What to produce
Take the listing and print it in full, exactly as given.

Study material

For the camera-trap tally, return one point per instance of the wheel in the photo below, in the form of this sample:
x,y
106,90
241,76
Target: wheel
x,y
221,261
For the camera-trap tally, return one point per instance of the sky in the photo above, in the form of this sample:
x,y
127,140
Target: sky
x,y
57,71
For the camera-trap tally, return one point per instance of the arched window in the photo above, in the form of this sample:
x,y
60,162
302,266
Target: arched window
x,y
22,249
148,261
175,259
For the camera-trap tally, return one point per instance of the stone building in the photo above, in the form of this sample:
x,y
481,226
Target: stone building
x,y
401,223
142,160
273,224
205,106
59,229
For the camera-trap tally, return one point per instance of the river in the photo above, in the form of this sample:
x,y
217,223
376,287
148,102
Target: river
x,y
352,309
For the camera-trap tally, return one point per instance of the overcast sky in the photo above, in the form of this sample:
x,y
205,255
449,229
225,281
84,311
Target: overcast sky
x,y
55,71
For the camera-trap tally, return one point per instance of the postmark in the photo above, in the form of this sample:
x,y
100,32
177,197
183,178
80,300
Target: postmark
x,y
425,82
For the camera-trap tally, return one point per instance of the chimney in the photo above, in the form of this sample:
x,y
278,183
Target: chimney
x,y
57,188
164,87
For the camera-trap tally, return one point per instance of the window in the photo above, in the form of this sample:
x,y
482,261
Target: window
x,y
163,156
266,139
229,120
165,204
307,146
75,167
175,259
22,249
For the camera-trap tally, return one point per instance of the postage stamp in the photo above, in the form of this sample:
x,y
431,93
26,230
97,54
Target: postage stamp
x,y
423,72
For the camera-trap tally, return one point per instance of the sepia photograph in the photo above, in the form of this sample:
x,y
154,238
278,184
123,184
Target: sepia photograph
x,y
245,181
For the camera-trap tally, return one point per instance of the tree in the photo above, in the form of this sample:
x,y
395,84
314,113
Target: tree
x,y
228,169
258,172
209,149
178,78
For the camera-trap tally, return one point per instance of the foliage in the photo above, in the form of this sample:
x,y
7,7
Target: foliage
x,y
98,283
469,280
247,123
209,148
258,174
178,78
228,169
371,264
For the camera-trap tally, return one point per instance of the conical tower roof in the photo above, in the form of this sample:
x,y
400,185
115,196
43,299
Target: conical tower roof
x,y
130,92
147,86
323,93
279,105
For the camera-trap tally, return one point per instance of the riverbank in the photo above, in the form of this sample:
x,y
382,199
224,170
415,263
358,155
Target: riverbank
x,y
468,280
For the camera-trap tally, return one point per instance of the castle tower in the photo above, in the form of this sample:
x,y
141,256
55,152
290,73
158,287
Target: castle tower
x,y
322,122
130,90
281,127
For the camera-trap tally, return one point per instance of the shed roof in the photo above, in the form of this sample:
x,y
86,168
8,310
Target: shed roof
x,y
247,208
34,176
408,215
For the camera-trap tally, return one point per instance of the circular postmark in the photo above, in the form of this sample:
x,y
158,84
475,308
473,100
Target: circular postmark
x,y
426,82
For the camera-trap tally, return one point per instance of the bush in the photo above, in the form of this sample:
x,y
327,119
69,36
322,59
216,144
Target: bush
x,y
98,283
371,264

Response for this exercise
For the camera-trap tally, return one point per instance of the wheel in the photo below, in the form of this sample:
x,y
106,90
241,76
Target: wheel
x,y
221,261
For the camera-trap tally, return one point per instance of the sky in the photo above, in the form of this sample:
x,y
127,140
Target: sky
x,y
57,71
For the camera-trap tally, return one point per instance of the arched window in the photo above, in the form of this sample:
x,y
60,162
302,266
Target: arched window
x,y
22,249
148,261
175,259
For the camera-trap tally, return one point per instance of the stone building in the photo above, in the form of this sample:
x,y
481,226
Target: stone building
x,y
401,223
142,160
273,224
205,106
59,229
For the camera-trap tally, return one point per instance of the river in the photo above, in the form of this sample:
x,y
217,223
376,287
148,102
Target: river
x,y
352,309
For the camera-trap tally, return one point per instance of the overcast sky in the photo above, in the form of this sample:
x,y
205,255
449,229
225,281
84,311
Target: overcast sky
x,y
55,71
For the camera-trap tally, return one point per instance of the postmark in the photo above, in the form of this sample:
x,y
100,32
177,197
183,178
80,300
Target: postmark
x,y
425,82
For the camera-trap tally, return one point per instance of the chimney in the photo above, in the form of this sample:
x,y
278,183
Target: chimney
x,y
57,188
164,87
For the camera-trap tally, return one point per instance of the window in the photo above, in the form of this sample:
x,y
482,261
Target: window
x,y
163,156
266,139
229,120
165,204
307,146
75,167
175,259
22,249
For the camera-trap tally, return one point per instance of the postage stamp in the photo above, in the form of this sample:
x,y
431,93
26,230
97,54
Target: postage stamp
x,y
423,72
For the camera-trap tally, return one point per instance of the sepia photograph in the photo above, in the form of this sample:
x,y
154,238
278,184
123,184
Target: sepia photograph
x,y
245,181
For the camera-trap tally, return one point per instance of the tree in the photo above, in the form of this sample:
x,y
395,84
314,113
Target: tree
x,y
228,169
258,172
209,149
178,78
For the camera-trap tally, return one point per instance of the foliage in the photo above, in the form of this sample:
x,y
7,7
Target: foliage
x,y
98,283
469,280
247,123
209,148
258,174
178,78
228,169
371,264
For the camera-trap tally, return one point per instance of the conical tower roof in the photo above, in the form of this sample:
x,y
400,185
115,196
43,299
Target: conical tower roof
x,y
130,92
147,86
323,93
279,105
For the camera-trap tally, return one point per instance of the riverbank in the photo above, in the form of this sample:
x,y
382,199
224,170
415,263
358,155
Target: riverbank
x,y
468,280
For the camera-trap tally, return one point per instance of the castle tower in the photo above, in the form of this sample:
x,y
141,256
55,152
290,73
158,287
Target: castle tower
x,y
322,122
130,90
281,127
For the camera-trap tally, return one point per instance of the shed roof in the photo above, in the form of this sample:
x,y
86,168
8,310
Target: shed roof
x,y
247,208
34,176
408,215
For the camera-trap tally, return one point per instance of the circular postmark in the photo above, in the form of this sample:
x,y
158,84
475,308
473,100
Target: circular postmark
x,y
426,82
For the camera-trap tally, return one point per instance of the bush in the photo above, in the form of this sample:
x,y
327,119
69,36
322,59
216,144
Target: bush
x,y
98,283
371,264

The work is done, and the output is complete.